WORK ITEM:
Return the data that follows exactly as it appears. Pictures do not belong in the copy.
+++
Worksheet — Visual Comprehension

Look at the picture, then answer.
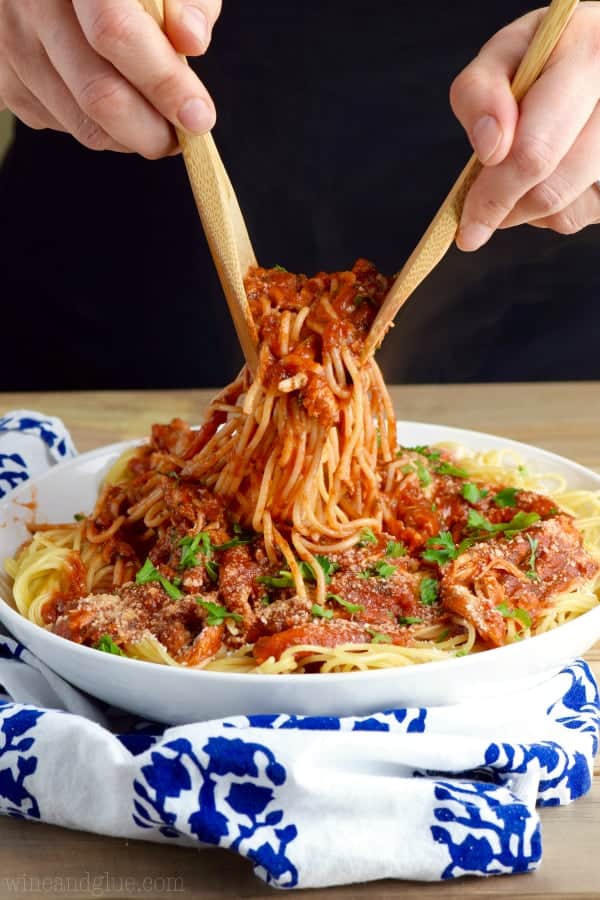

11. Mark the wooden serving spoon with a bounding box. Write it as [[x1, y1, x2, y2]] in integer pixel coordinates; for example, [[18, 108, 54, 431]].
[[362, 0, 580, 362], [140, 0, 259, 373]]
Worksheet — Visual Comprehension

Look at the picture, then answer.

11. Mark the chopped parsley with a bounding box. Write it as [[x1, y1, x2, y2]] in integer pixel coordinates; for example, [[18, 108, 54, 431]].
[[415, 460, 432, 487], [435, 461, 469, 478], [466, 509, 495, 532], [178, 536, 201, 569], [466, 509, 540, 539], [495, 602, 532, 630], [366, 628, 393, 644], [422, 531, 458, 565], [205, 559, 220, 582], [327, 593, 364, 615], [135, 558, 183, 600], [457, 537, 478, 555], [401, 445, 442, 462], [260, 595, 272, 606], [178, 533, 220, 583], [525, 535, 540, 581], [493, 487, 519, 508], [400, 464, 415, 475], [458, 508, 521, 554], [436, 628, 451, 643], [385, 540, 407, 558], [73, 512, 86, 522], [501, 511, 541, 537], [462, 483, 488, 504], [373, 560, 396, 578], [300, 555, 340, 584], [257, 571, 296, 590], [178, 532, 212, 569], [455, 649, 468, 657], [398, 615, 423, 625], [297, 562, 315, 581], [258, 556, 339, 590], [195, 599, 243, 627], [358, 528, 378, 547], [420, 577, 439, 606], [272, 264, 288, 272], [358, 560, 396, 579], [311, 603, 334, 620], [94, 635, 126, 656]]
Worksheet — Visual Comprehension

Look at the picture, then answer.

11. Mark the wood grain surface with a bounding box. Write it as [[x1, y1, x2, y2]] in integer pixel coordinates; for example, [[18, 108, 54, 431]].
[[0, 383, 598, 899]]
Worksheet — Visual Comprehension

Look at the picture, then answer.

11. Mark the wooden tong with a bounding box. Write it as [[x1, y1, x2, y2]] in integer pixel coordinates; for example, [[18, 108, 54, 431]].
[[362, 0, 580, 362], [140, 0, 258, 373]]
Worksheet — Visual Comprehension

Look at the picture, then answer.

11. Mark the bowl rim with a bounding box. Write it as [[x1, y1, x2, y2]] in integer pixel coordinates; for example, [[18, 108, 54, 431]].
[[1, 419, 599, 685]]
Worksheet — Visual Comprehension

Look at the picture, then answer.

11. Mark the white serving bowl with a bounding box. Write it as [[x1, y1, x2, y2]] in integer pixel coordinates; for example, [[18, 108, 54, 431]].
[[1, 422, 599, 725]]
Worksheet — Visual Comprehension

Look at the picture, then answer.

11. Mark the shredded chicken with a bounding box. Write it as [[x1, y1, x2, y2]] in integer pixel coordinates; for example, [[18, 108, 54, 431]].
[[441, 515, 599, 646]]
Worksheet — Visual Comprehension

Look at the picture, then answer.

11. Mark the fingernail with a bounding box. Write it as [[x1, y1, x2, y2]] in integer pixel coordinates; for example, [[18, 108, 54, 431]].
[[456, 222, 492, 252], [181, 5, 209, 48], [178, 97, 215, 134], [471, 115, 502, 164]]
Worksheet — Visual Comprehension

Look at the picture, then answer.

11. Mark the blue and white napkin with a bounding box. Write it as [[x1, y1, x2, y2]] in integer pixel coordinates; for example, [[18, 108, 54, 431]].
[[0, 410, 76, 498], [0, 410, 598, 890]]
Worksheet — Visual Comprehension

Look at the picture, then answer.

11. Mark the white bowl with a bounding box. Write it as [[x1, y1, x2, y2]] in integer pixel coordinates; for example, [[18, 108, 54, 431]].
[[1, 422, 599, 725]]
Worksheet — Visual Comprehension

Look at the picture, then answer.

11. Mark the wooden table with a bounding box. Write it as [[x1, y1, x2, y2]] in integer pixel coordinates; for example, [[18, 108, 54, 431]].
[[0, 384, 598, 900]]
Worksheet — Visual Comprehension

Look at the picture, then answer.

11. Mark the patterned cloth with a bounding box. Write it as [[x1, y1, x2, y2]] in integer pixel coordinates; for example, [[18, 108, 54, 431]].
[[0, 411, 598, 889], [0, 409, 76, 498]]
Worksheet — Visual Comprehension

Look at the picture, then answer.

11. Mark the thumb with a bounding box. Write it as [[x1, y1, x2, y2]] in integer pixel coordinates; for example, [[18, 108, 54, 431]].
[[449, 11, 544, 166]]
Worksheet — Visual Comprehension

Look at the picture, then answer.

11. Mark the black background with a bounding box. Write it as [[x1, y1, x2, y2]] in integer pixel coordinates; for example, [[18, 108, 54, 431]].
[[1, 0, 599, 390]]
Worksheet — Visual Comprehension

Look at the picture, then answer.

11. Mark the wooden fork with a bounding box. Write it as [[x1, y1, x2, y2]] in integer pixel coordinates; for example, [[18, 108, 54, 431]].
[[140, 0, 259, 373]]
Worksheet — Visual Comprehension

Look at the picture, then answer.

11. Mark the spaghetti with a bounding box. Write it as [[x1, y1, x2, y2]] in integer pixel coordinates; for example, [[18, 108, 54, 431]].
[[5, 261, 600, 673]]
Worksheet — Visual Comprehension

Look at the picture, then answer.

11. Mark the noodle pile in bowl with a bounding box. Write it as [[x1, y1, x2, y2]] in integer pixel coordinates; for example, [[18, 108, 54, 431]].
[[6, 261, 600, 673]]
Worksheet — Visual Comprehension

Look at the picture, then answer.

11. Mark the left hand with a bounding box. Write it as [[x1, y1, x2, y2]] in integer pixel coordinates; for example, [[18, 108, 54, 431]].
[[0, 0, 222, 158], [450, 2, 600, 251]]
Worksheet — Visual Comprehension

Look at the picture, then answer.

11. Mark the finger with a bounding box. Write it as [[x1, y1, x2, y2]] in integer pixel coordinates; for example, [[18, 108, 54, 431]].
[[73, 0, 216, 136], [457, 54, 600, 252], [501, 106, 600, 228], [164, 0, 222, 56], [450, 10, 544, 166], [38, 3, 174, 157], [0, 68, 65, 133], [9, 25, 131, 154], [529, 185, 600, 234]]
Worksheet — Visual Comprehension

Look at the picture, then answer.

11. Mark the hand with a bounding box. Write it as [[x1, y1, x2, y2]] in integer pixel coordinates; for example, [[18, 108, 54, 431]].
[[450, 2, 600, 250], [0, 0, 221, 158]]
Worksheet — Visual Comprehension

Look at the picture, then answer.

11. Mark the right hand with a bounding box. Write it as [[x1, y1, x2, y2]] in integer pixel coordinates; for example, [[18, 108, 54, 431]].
+++
SOLUTION TO THE EXERCISE:
Worksheet — Visual Comprehension

Look at the picture, then answer.

11. Mark the wooden serving spoon with a bounding box. Write it as [[x1, y1, x2, y2]] in integer pixel coordinates; for example, [[18, 108, 54, 431]].
[[362, 0, 580, 362], [140, 0, 259, 373]]
Worksheet — Visual Comprehension

Look at the picture, then answer.

11. Mark the chopped parsley with a bounding box. Write it as [[x1, y1, x2, y2]] in integer pixel coordinates; for example, [[18, 108, 54, 431]].
[[415, 460, 432, 487], [435, 461, 469, 478], [466, 509, 495, 532], [178, 536, 201, 569], [466, 509, 540, 539], [495, 602, 532, 630], [366, 628, 393, 644], [422, 531, 458, 565], [205, 559, 220, 582], [327, 593, 364, 615], [135, 558, 183, 600], [457, 537, 478, 555], [401, 445, 442, 462], [260, 595, 272, 606], [178, 533, 220, 583], [525, 535, 540, 581], [493, 487, 519, 508], [400, 464, 415, 475], [458, 508, 521, 554], [436, 628, 451, 643], [385, 540, 407, 558], [73, 512, 86, 522], [501, 511, 541, 537], [462, 483, 488, 504], [373, 560, 396, 578], [300, 555, 340, 584], [257, 571, 296, 590], [178, 532, 212, 569], [455, 649, 468, 657], [398, 615, 423, 625], [297, 562, 315, 581], [258, 556, 339, 590], [195, 599, 243, 627], [358, 528, 378, 547], [420, 577, 439, 606], [272, 264, 288, 272], [358, 560, 396, 579], [311, 603, 334, 620], [94, 635, 126, 656]]
Worksheet — Visual Comprehension

Look at the picture, then answer.

11. Mark the wood grain surface with a bounding box. Write it as [[x1, y1, x2, y2]] in integer pixel coordinates; for example, [[18, 108, 54, 431]].
[[0, 383, 598, 899]]
Worksheet — Visual Comprehension

Look at the picture, then answer.

11. Mark the wooden tong with a bounding box. Write it as [[x1, y1, x2, y2]] in integer pixel coordinates; for example, [[18, 108, 54, 431]].
[[362, 0, 580, 362], [140, 0, 258, 373]]
Worksheet — Visual Comprehension

Look at the picture, then answer.

11. Mark the bowl rim with a bounding box. Write it as [[x1, y1, x2, y2]] in integer pixel coordinates; for example, [[18, 108, 54, 431]].
[[1, 419, 599, 685]]
Worksheet — Visual Comprehension

Look at the picture, then answer.

11. Mark the white serving bowl with a bounding box. Write it as [[x1, y1, x2, y2]] in integer pixel coordinates; for example, [[18, 108, 54, 431]].
[[1, 422, 599, 725]]
Worksheet — Visual Comprehension

Look at the picture, then answer.

11. Mark the shredded chicken with a bounding box. Write it as [[x1, y1, x2, y2]] in integer pixel coordinates; for example, [[18, 108, 54, 431]].
[[441, 515, 599, 646]]
Worksheet — Visual Comprehension

Look at the picture, then answer.

11. Mark the fingernail with a bounding box. Write it as [[x1, y1, x2, y2]] in integer pixel coordinates; for example, [[18, 108, 54, 431]].
[[456, 222, 492, 252], [181, 5, 209, 48], [178, 97, 215, 134], [471, 115, 502, 164]]
Worksheet — Visual Comprehension

Look at the picture, then answer.

11. Mark the blue and white napkin with a bounding box. Write it as [[x1, y1, x2, y2]] in integer pixel coordinates; for example, [[18, 108, 54, 431]].
[[0, 410, 76, 498], [0, 410, 598, 890]]
Worksheet — Visual Comprehension

Look at the picture, then answer.

11. Mark the white bowl with a bounding box. Write it as [[x1, y1, x2, y2]] in integer pixel coordinates; for example, [[18, 108, 54, 431]].
[[1, 422, 599, 725]]
Worksheet — Visual Comprehension

Look at the picture, then answer.

11. Mark the wooden table with a bounding box. Write it as [[x1, y1, x2, y2]] in integer pixel coordinates; for example, [[18, 108, 54, 431]].
[[0, 384, 598, 900]]
Worksheet — Visual Comprehension

Look at the picture, then answer.

11. Mark the patterned cloth with a bounding box. Write it as [[x1, y1, x2, y2]] in integer pixel coordinates; for example, [[18, 108, 54, 431]].
[[0, 411, 598, 889], [0, 409, 76, 498]]
Worksheet — Visual Comprehension

Look at the picture, then answer.

11. Mark the thumb with a bounding box. Write it as [[x1, y1, x2, y2]] in integer pixel coordinates; for example, [[18, 108, 54, 431]].
[[449, 11, 544, 166]]
Worksheet — Visual Comprehension

Look at the picture, then answer.

11. Mark the black background with a bounding box. Write it as [[x1, y1, x2, y2]] in integer pixel coordinates; for example, [[18, 108, 54, 431]].
[[1, 0, 599, 390]]
Worksheet — Visual Comprehension

Look at the picture, then answer.

11. Mark the wooden fork with a bounding box. Write it as [[x1, y1, x2, y2]] in integer pixel coordinates; for example, [[18, 108, 54, 431]].
[[140, 0, 259, 373]]
Worksheet — Visual Comprehension

Look at the picture, then answer.

11. Mark the spaghetti with a bounding box. Write it as [[x1, y1, x2, y2]] in integer pixel coordinates; for example, [[18, 108, 54, 431]].
[[5, 261, 600, 673]]
Worksheet — Visual Comprehension

Look at the picture, then answer.

11. Mark the noodle pile in bowl with a bounding box. Write it as [[x1, y1, x2, y2]] in integer pixel coordinates; for example, [[18, 108, 54, 431]].
[[6, 261, 600, 673]]
Worksheet — Visual Comprehension

Look at the picture, then answer.

11. Mark the left hand with a bounding box. Write it as [[x1, y1, x2, y2]] in integer pixel coordinates; for example, [[18, 108, 54, 431]].
[[0, 0, 222, 158], [450, 2, 600, 251]]
Worksheet — Visual Comprehension

Look at the picture, then answer.

11. Mark the finger with a bounding box. Write it as [[x1, y1, x2, y2]] in integer pixel coordinates; for example, [[18, 108, 54, 431]].
[[73, 0, 216, 136], [457, 54, 600, 252], [501, 106, 600, 228], [164, 0, 222, 56], [450, 10, 544, 166], [38, 3, 174, 157], [0, 68, 65, 133], [9, 25, 131, 154], [529, 185, 600, 234]]
Worksheet — Visual Comprehension

Look at the picture, then answer.

11. Mark the hand with a bounding box. Write it as [[x1, y1, x2, y2]] in integer pixel coordinates; for example, [[18, 108, 54, 431]].
[[450, 2, 600, 250], [0, 0, 221, 158]]
Worksheet — Visual Comprehension

Look at the picture, then answer.

11. Mark the right hand with a bounding box. Write it as [[x1, y1, x2, y2]] in integer pixel coordinates; for example, [[18, 108, 54, 431]].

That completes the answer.